使用 C 语言从头实现类 sqlite 数据库
我们将从头创建 sqlite 的复制版。Sqlite 的前端是一个 SQL 编译器,它解析字符串 (SQL 语句) 并输出字节码 (bytecode) 的中间结果。
该字节码将被传入到虚拟机并被执行。
![]() |
我们将数据库的执行划分为两个步骤主要有以下好处:
考虑到这一点,现在我们来重构 main
函数并支持两个新的关键字:
int
main(int argc, char *argv[])
{
@@ -56,11 +121,28 @@ main(int argc, char *argv[])
print_prompt();
read_input(input_buffer);
- if (strcmp(input_buffer->buffer, ".exit") == 0) {
- exit(EXIT_SUCCESS);
- } else {
- printf("Unrecognized command '%s'.\n", input_buffer->buffer);
+ if (input_buffer->buffer[0] == '.') {
+ switch (do_meta_command(input_buffer)) {
+ case META_COMMAND_SUCCESS:
+ continue;
+ case META_COMMAND_UNRECOGNIZED_COMMAND:
+ printf("Unrecognized command '%s'\n", input_buffer->buffer);
+ continue;
+ }
}
+
+ Statement statement;
+ switch (prepare_statement(input_buffer, &statement)) {
+ case PREPARE_SUCCESS:
+ break;
+ case PREPARE_UNRECOGNIZED_STATEMENT:
+ printf("Unrecognized keyword at start of '%s'.\n",
+ input_buffer->buffer);
+ continue;
+ }
+
+ execute_statement(&statement);
+ printf("Executed.\n");
}
return 0;
形如 .exit
的非 SQL (Non-SQL) 语句被称为元命令 (meta-commands)。它们均以点打头,因此我们检测元命令并在一个独立的函数中去处理它。
紧接着,我们添加一个步骤用于将用户输入转换为内部的语句。这是我们基于 sqlite 前端的一个简化版本。
最后,我们将准备好的语句传递给 execute_statement
函数。该函数最终将成为我们的虚拟机部分。
需要注意的是我们新增的函数返回枚举类型用于表示成功或失败:
enum MetaCommandResult_t
{
META_COMMAND_SUCCESS,
META_COMMAND_UNRECOGNIZED_COMMAND
};
typedef enum MetaCommandResult_t MetaCommandResult;
enum PrepareResult_t
{
PREPARE_SUCCESS,
PREPARE_UNRECOGNIZED_STATEMENT
};
typedef enum PrepareResult_t PrepareResult;
不能识别的语句?这有点类似异常。但是异常机制比较糟糕(同时,C 语言不支持异常),因此在实际中我们使用枚举类型的返回码来标识。如果我们在 switch 语句中没有处理某些枚举类型,C 编译器将会告警,这可以提醒我们处理所有的枚举类型。我们将在后续添加更多的返回码。
函数 do_meta_command
仅仅是现有功能的一个封装,它将在后续中添加更多的命令处理:
MetaCommandResult do_meta_command(InputBuffer *input_buffer) {
if (strcmp(input_buffer->buffer, ".exit") == 0) {
exit(EXIT_SUCCESS);
} else {
return META_COMMAND_UNRECOGNIZED_COMMAND;
}
}
目前我们的 “prepared statement” 仅包含两个可能的值。随着我们往后进行,他将包含更多的值:
enum StatementType_t
{
STATEMENT_INSERT,
STATEMENT_SELECT
};
typedef enum StatementType_t StatementType;
struct Statement_t
{
StatementType type;
};
typedef struct Statement_t Statement;
prepare_statement
(我们的 SQL 编译器) 目前并不能识别 SQL 语句,它只能解析两个基本的单词:
PrepareResult
prepare_statement(InputBuffer *input_buffer, Statement *statement)

_数据行_:
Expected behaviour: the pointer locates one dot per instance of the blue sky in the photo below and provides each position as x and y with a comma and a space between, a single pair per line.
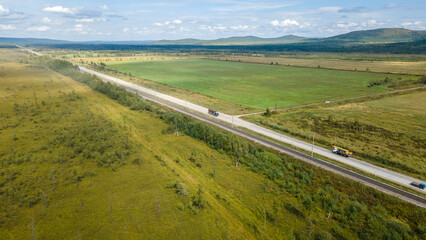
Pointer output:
209, 19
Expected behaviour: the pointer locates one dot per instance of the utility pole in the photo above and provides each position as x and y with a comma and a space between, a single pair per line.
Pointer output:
233, 113
335, 200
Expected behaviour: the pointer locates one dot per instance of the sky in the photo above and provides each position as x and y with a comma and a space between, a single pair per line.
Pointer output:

_任务要求_:
照抄原文中自“该字节码将被传入到虚拟机并被执行。”起至“-56,11 +121,28 @@ main(int argc, char *argv[])”止的内容,首尾两处均包括在内。 上述各行是与原文分开的独立材料。

_本题结果_:
该字节码将被传入到虚拟机并被执行。
![]() |
我们将数据库的执行划分为两个步骤主要有以下好处:
考虑到这一点,现在我们来重构 main
函数并支持两个新的关键字:
int
main(int argc, char *argv[])
{
@@ -56,11 +121,28 @@ main(int argc, char *argv[])